**Yapılacak işler:**
1. Aşağıdaki (a), (b) ve (c) ifadelerinin YÖK Kanunu yazısıyla uyuşup uyuşmadığını evet ya da hayır ile belirtin; her yanıtın yanına yazıdaki belirleyici sözleri aynen alıntılayın.
(a) Prof. Dr. Yusuf Ziya Özcan YÖK başkanlığına atanmıştır.
(b) Üniversiteler on yılda asıl görevlerine dönmüştür.
(c) 28 Şubat sürecinde rektörler açıklama yapmaktan kaçınırdı.
2. Listede "ceiling" sözcüğünü içeren satırların hepsini belirleyip aynen kopyalayın.

**Metin alıntısı:**
════════════════
Prof. Dr. Namık Açıkgöz

Prof. Dr. Namık Açıkgöz

Yök Kanunu değişirken

Yök Kanunu değişirken

YÖK başkanlığına Prof. Dr. Yusuf Ziya Özcan’ın atanmasından itibaren, üniversiteler, yavaş yavaş 28 Şubat diktasından kurtulmaya başlamıştı. 4 senede, üniversiteler kırılıp dökülmeden tatlı bir viraj alarak asıl görevlerine döndüler…

Neydi o 28 Şubat sürecinde üniversitelerin hâli?...

Bir yandan YÖK, bir yandan Üniversiteler Arası Kurul, bir yandan da balyozcuların, Ergenekoncuların gözüne girmeye çalışan rektörler, sabah akşam açıklama ve gösteri yaparlar; her salataya maydanoz olurlar; akıllarınca “muhalefet boşluğu”nu doldururlardı.
════════════════
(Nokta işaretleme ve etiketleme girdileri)
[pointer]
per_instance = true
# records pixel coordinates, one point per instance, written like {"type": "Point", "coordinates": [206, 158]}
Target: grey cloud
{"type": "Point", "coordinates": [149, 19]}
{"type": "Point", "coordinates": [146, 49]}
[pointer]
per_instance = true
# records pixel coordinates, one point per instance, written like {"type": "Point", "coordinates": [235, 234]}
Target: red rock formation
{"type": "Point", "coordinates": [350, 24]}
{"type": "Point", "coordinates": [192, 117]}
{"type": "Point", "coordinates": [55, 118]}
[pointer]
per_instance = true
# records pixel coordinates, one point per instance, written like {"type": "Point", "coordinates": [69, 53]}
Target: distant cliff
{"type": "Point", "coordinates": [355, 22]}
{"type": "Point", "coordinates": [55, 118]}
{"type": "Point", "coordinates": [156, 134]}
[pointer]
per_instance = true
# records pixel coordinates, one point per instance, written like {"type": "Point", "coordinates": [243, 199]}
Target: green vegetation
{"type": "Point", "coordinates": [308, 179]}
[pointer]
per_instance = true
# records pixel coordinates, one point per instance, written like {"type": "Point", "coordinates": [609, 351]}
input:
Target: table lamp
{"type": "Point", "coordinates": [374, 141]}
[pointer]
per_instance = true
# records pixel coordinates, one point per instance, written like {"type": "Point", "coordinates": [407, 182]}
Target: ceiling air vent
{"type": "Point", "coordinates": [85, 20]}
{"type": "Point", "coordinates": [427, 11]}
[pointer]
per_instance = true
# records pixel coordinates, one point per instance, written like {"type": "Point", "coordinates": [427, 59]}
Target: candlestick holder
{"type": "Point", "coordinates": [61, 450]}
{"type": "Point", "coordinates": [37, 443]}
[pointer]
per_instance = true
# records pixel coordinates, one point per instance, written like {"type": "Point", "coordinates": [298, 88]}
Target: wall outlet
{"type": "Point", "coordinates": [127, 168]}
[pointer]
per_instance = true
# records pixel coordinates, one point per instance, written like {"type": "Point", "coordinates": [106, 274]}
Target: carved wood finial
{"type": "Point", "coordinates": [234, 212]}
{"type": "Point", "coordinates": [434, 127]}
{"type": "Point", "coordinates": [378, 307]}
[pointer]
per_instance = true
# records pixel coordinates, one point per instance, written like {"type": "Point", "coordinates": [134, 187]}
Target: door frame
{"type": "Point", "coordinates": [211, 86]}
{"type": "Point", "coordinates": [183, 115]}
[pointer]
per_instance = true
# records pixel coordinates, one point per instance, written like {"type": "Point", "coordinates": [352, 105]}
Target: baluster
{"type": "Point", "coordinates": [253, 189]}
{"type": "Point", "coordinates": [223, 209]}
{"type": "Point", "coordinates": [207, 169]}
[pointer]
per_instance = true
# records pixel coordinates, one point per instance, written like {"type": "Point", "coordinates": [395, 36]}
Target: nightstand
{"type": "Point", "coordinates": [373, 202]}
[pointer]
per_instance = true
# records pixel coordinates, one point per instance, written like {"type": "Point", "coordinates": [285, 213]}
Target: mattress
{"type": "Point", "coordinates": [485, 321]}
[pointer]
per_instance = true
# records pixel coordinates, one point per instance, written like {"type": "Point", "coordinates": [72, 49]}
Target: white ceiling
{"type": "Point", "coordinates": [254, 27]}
════════════════
**Görev yanıtları:**
1.
(a) Evet: "YÖK başkanlığına Prof. Dr. Yusuf Ziya Özcan’ın atanmasından itibaren"
(b) Hayır: "4 senede, üniversiteler kırılıp dökülmeden tatlı bir viraj alarak asıl görevlerine döndüler"
(c) Hayır: "sabah akşam açıklama ve gösteri yaparlar"

2.
Target: ceiling air vent
Target: white ceiling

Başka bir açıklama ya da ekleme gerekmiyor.